§ **Records shown**:
== Segment start ==

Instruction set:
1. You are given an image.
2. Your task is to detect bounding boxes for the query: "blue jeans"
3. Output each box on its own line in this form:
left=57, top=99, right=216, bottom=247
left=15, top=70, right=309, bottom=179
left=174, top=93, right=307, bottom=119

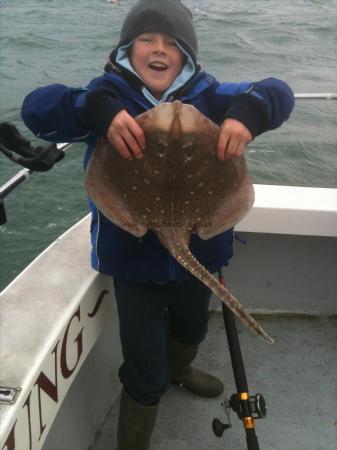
left=113, top=276, right=212, bottom=405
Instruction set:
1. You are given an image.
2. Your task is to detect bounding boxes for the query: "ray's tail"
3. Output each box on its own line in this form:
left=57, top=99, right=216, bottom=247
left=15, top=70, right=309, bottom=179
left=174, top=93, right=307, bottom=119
left=166, top=241, right=274, bottom=344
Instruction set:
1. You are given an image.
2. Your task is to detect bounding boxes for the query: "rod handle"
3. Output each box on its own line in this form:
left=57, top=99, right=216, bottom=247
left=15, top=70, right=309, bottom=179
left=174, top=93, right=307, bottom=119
left=246, top=428, right=260, bottom=450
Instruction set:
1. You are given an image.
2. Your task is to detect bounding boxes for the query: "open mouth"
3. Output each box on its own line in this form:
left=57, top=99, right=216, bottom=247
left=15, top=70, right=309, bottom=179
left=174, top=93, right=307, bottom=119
left=149, top=62, right=168, bottom=72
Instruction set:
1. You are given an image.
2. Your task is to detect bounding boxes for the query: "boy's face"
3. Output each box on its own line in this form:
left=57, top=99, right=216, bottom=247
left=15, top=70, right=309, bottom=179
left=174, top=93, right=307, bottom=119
left=130, top=32, right=185, bottom=98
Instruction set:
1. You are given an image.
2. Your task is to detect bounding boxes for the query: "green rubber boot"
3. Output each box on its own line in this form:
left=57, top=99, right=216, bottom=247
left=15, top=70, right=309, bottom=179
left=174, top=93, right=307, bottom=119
left=167, top=337, right=224, bottom=397
left=116, top=388, right=159, bottom=450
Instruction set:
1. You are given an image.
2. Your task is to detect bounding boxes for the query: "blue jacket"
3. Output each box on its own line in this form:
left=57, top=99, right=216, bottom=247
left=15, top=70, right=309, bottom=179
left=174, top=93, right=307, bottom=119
left=21, top=70, right=295, bottom=282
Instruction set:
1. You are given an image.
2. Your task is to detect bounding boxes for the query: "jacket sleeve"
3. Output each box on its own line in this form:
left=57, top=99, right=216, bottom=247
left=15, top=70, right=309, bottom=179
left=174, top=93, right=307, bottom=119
left=21, top=78, right=123, bottom=144
left=211, top=77, right=295, bottom=138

== Segment end ==

§ **Your task**:
Line by line, transcribe the records exactly, omitting the images.

§ **Output for this task**:
Instruction set:
1. You are given an image.
2. Your task is to detect bounding boxes for the query: "blue jeans"
3. Output each box on its own line in this form:
left=57, top=99, right=216, bottom=247
left=15, top=70, right=309, bottom=179
left=174, top=93, right=307, bottom=119

left=113, top=276, right=212, bottom=405
Instruction set:
1. You are given an image.
2. Your task is to detect bounding boxes for the query: "ray's tail"
3. Output each box on its own line in this form:
left=57, top=99, right=216, bottom=247
left=15, top=70, right=309, bottom=179
left=174, top=93, right=307, bottom=119
left=166, top=241, right=274, bottom=344
Instruction set:
1. You are given an image.
2. Your task is to detect bounding boxes for the query: "rod handle"
3. Output each box on its own line in this form:
left=57, top=99, right=216, bottom=247
left=15, top=70, right=309, bottom=179
left=174, top=93, right=307, bottom=119
left=246, top=428, right=260, bottom=450
Instruction set:
1. You are given an image.
2. Your task is to detect bounding boxes for the query: "open mouth"
3. Output each box on its own line in this form:
left=57, top=99, right=216, bottom=247
left=15, top=70, right=309, bottom=179
left=174, top=93, right=307, bottom=119
left=149, top=62, right=168, bottom=72
Instruction set:
1. You are given an image.
2. Your task is to detect bounding boxes for the query: "boy's face"
3. Output each box on its own line in this form:
left=57, top=99, right=216, bottom=247
left=15, top=70, right=309, bottom=179
left=174, top=93, right=307, bottom=119
left=130, top=32, right=185, bottom=98
Instruction set:
1. You are given an image.
2. Your task is to detect bounding boxes for the query: "green rubber boot"
3. Output each box on its own line in this form:
left=57, top=99, right=216, bottom=247
left=15, top=70, right=309, bottom=179
left=174, top=93, right=307, bottom=119
left=167, top=337, right=224, bottom=397
left=116, top=388, right=159, bottom=450
Instruction set:
1. You are given an image.
2. Your task is to detect bounding boxes for the query: "blue jacket"
3. Output each box on its own line in this form:
left=57, top=99, right=216, bottom=247
left=15, top=70, right=309, bottom=179
left=174, top=93, right=307, bottom=119
left=21, top=70, right=295, bottom=282
Instruction set:
1. You are given an image.
2. Your task is to detect bounding boxes for the query: "jacket sleeve"
3. Output each box on its own line in this form:
left=57, top=99, right=216, bottom=247
left=15, top=70, right=309, bottom=179
left=174, top=93, right=307, bottom=119
left=21, top=78, right=123, bottom=144
left=211, top=77, right=295, bottom=138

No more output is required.